• **GIVEN PROBLEM**:
Name each writer whom the passage below on Angels in America says the drama recalled.

• **SOURCE EXTRACT**:
What seem at first glance to be disparate elements -- Reaganomics, gay culture, Valium addiction, racism, Mormons, Judaism, the settling of America, Bolshevism, and angels -- coalesce into a grand theme. Although its main characters have AIDS, and homosexuality figures intimately in the script, Angels in America comes across as much more than an AIDS play. Kushner calls for a restructuring of society out of the rubble of dying orders. As Reaganomics and communism crumble, his vision insists they be replaced with a commitment to community and to caring for the poor, neglected, sick, and dying. Ambitious, yes. Political diatribe, no. Kushner seamlessly weaves his politics into the daily lives of his characters.
The work has generated intense media scrutiny from the time a workshop production of "Millennium Approaches" was originally presented at the Mark Taper Forum in Los Angeles in 1990, followed one year later by its world premiere in San Francisco. From there the play wended its way to London's West End and then back to Los Angeles, where it enjoyed the first full production of both parts. Along the way, rapid-fire reports whetted the appetites of eager New Yorkers. In keeping with the drama's epic proportions, the New York press trumpeted its impending arrival, including profiles on Kushner and updates on the under-pressure process by which he continued to refine "Perestroika." Then the papers documented the controversy that ensued when the opening shifted from off-Broadway to Broadway. George C. Wolfe secured the coveted role of director, and the play won the Pulitzer Prize for drama before its New York opening. Then it copped a Tony Award two years in a row, one for each part. After all the hubbub, what originally had seemed a fresh and daring drama that blended magical realism with socialist politics while recalling Aristophanes, Bertolt Brecht, and Caryl Churchill was reduced in my mind to buzz-bin status. I figured nothing that hyped could be that good.

• **Lines of data**:

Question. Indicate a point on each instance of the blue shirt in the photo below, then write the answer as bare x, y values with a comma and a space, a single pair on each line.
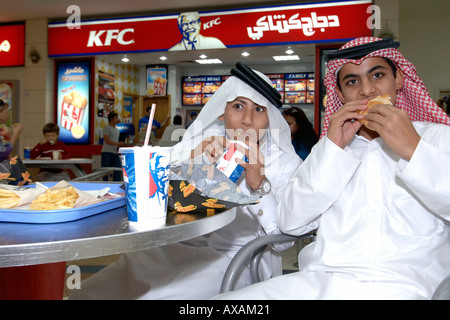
144, 121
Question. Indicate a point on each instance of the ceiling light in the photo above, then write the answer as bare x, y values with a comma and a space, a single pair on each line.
208, 61
286, 58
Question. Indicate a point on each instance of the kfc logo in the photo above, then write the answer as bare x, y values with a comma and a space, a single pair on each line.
98, 38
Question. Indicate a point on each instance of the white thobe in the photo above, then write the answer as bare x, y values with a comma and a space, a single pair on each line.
383, 229
195, 269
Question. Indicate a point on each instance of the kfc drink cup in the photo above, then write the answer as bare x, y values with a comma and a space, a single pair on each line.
227, 163
146, 177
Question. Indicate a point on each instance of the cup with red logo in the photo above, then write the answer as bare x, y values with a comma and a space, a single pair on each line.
146, 172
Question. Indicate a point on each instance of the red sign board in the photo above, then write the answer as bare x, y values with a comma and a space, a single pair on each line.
288, 24
12, 45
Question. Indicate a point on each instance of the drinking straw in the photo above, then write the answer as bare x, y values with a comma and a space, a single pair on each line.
150, 124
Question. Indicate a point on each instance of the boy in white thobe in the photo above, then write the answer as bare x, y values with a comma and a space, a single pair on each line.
378, 192
194, 269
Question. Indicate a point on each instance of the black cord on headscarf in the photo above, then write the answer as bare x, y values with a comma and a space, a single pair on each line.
247, 75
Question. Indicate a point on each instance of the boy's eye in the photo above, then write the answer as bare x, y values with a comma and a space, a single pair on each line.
378, 75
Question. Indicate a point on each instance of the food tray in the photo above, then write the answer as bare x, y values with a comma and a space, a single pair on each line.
65, 215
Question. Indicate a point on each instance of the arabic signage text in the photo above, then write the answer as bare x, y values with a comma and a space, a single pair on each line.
288, 24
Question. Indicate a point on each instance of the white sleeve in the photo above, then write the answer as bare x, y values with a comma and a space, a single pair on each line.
315, 186
266, 210
427, 175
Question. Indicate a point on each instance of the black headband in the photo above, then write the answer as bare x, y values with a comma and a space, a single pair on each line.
247, 75
363, 50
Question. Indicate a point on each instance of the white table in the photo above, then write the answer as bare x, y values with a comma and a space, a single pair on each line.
38, 252
73, 164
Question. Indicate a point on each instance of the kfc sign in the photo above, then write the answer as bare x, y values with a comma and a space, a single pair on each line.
287, 24
12, 45
95, 37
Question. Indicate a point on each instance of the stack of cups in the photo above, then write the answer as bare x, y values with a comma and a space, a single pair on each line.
146, 177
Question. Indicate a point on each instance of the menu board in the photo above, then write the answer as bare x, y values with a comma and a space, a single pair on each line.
295, 88
73, 103
198, 90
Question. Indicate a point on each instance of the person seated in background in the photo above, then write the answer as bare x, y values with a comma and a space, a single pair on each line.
173, 133
50, 147
143, 122
12, 170
376, 185
193, 116
109, 154
302, 132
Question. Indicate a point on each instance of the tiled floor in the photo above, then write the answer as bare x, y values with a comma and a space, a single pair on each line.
91, 266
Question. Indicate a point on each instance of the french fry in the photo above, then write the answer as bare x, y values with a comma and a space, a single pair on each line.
55, 199
8, 199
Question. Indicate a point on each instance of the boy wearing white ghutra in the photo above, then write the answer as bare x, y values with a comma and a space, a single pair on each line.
378, 192
245, 104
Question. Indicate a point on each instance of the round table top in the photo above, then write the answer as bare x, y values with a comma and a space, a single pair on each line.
103, 234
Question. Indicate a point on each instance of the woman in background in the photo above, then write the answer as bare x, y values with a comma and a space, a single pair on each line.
302, 132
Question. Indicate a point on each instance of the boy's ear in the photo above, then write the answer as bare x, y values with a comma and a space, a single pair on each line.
399, 79
340, 95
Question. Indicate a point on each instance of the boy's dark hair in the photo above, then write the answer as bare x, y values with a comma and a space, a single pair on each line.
3, 105
391, 64
111, 116
177, 119
50, 127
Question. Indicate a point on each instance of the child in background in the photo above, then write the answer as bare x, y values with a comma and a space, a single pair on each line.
46, 148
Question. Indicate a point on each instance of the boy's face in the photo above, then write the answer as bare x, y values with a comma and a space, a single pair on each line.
244, 116
51, 137
373, 77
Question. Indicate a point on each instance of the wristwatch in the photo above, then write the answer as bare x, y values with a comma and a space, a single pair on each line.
263, 189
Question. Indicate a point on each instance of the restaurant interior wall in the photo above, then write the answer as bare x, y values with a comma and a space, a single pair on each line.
292, 67
425, 41
429, 53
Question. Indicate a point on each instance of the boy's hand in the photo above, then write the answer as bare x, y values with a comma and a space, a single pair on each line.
344, 124
395, 128
213, 147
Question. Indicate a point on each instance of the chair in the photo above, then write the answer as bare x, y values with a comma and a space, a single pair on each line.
254, 248
442, 292
253, 251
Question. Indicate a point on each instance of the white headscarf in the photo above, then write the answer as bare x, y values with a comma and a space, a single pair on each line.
207, 123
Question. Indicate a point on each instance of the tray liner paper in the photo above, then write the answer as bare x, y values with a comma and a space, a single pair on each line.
203, 188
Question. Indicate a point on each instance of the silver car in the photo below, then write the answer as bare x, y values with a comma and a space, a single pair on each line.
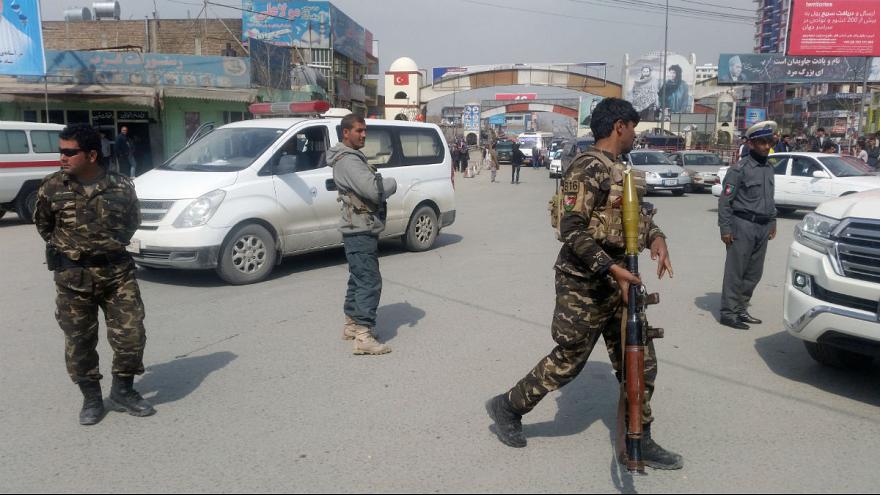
661, 174
702, 166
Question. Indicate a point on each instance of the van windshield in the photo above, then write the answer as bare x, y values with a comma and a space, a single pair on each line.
224, 150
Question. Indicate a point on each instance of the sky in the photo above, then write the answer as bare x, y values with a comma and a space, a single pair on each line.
437, 33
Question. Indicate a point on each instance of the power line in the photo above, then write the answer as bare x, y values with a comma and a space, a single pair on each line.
558, 14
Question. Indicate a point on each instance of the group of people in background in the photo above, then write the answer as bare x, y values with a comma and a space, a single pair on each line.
866, 148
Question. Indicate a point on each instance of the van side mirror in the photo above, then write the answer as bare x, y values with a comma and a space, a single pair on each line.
286, 165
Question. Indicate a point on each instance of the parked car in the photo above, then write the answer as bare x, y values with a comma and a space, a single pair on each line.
660, 173
248, 193
833, 281
702, 167
28, 153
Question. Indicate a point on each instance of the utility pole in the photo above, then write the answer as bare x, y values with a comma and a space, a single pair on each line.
663, 71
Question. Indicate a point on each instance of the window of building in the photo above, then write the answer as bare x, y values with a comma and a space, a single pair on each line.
78, 117
420, 146
12, 142
55, 116
45, 141
191, 121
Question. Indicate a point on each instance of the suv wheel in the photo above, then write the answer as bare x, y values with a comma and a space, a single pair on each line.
248, 255
26, 205
422, 230
836, 357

• **RESULT OF THE EXERCISE**:
Aristophanes, Bertolt Brecht, Caryl Churchill